#### Required work
In full and without deviation, write out the entries that follow.

#### Data to use

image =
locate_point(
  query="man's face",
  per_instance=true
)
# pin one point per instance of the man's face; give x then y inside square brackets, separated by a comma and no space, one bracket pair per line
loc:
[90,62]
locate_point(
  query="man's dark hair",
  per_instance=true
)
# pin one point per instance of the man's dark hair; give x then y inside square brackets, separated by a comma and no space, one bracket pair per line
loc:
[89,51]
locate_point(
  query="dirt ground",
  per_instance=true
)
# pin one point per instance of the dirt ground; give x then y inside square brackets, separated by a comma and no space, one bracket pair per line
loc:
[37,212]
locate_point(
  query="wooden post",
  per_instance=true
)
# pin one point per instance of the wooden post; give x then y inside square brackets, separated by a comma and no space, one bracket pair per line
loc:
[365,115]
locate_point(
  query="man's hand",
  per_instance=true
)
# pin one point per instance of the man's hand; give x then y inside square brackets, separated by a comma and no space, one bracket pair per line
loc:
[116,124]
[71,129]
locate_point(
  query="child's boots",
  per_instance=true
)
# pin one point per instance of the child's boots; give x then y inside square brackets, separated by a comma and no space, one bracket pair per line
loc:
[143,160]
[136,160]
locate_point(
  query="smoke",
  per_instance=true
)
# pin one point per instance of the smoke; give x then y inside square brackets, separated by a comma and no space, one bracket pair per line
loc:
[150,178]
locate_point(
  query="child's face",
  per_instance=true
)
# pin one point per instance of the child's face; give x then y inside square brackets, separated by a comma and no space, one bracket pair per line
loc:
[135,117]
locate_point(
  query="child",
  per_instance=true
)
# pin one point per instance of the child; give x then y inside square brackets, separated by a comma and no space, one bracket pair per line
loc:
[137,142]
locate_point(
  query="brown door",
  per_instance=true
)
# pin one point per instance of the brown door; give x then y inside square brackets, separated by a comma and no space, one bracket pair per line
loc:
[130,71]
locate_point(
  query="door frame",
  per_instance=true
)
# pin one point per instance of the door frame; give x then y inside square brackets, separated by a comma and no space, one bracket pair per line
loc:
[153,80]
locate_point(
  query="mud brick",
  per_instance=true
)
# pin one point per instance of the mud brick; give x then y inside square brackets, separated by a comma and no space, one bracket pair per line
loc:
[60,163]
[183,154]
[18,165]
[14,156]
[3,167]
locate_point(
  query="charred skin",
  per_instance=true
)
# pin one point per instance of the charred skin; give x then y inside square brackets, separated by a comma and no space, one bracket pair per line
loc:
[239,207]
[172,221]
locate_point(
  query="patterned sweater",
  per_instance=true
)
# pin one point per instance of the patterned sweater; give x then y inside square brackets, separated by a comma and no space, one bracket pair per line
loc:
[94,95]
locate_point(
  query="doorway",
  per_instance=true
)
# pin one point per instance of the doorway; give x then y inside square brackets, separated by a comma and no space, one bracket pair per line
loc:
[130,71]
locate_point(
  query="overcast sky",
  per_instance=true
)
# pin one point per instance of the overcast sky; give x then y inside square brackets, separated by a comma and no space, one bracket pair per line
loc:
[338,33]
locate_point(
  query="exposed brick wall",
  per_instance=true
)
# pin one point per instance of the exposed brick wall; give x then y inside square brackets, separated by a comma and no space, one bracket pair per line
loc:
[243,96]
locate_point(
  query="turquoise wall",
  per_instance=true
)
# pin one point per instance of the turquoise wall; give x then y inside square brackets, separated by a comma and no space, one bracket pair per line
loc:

#### Output of the task
image =
locate_point(
  query="man's face",
  per_instance=true
)
# pin one point per instance of the man's face; give x then y inside square brackets, separated by a comma and no space, one bracket pair per line
loc:
[90,62]
locate_point(
  query="man's dark hair",
  per_instance=true
)
# pin one point per instance of the man's dark hair; give x then y inside square brackets, separated by a comma and no space, one bracket pair per line
loc:
[89,51]
locate_point(
  query="dirt ground",
  per_instance=true
)
# pin one point per instance of the dirt ground; give x then y inside square brackets, separated by a comma and no space, one bracket pair per line
loc:
[37,212]
locate_point(
  query="wooden post",
  per_instance=true
)
# pin one point per instance of the wooden post; give x then y inside square brackets, separated by a comma and no space, one bracket pair per line
loc:
[365,115]
locate_point(
  query="man's hand",
  per_instance=true
)
# pin one point per instance of the man's hand; give x then y inside square brackets, separated by a comma and no space, one bracket pair per line
loc:
[116,124]
[71,129]
locate_point(
  query="child's boots",
  per_instance=true
)
# pin one point per instance of the child's boots; give x then y inside square brackets, separated by a comma and no space, one bracket pair per line
loc:
[143,160]
[136,160]
locate_point(
  query="smoke",
  per_instance=true
)
# pin one point per instance of the smoke; give x then y inside square brackets, separated by a comma and no space, one bracket pair per line
loc:
[150,178]
locate_point(
  query="child's face",
  per_instance=true
)
# pin one point per instance of the child's face; give x then y inside square brackets, separated by a comma and no space, one bracket pair per line
loc:
[135,117]
locate_point(
  query="child",
  per_instance=true
)
# pin one point per instance of the child; give x then y inside square brackets, separated by a comma and no space, one bracket pair per line
loc:
[137,142]
locate_point(
  query="brown door",
  per_instance=true
)
# pin one point per instance of the brown door; give x then y inside square brackets, separated by a comma and no space, one bracket pair per line
loc:
[130,71]
locate_point(
  query="door frame",
  per_instance=true
)
# pin one point per instance of the door frame; give x then y inside square brackets, separated by a comma and no space, one bracket pair per line
loc:
[153,80]
locate_point(
  query="mud brick",
  per_instance=true
)
# pin one point per instance of the mud brick; give x then y inside square brackets, separated by a comma and no space, one bracket pair per line
loc:
[60,163]
[183,154]
[18,165]
[14,156]
[3,167]
locate_point(
  query="charred skin",
  per_instance=true
)
# pin one point per instance of the charred skin; give x then y inside square brackets, separated by a comma and no space, one bracket pair per line
loc:
[239,207]
[172,221]
locate_point(
  query="patterned sweater",
  per_instance=true
)
# pin one point per instance of the patterned sweater; give x then y inside square brackets, separated by a comma and no space, one bracket pair per line
loc:
[94,95]
locate_point(
  query="doorway",
  per_instance=true
)
# pin one point per instance of the doorway; give x then y inside square brackets, separated by a comma and no space, one bracket pair per line
loc:
[130,71]
locate_point(
  query="overcast sky",
  per_instance=true
)
# pin one point per instance of the overcast sky; give x then y inside square brackets, separated by a comma and no space, one bracket pair per line
loc:
[338,33]
locate_point(
  query="exposed brick wall",
  per_instance=true
)
# pin one point per instance of the exposed brick wall; give x then y inside square brackets, separated by a comma and no space, one bracket pair per line
loc:
[243,96]
locate_point(
  query="turquoise wall",
  per_instance=true
)
# pin one point per instance of the turquoise wall; give x then y inside square brackets, separated by a comma and no space, one bracket pair per line
loc:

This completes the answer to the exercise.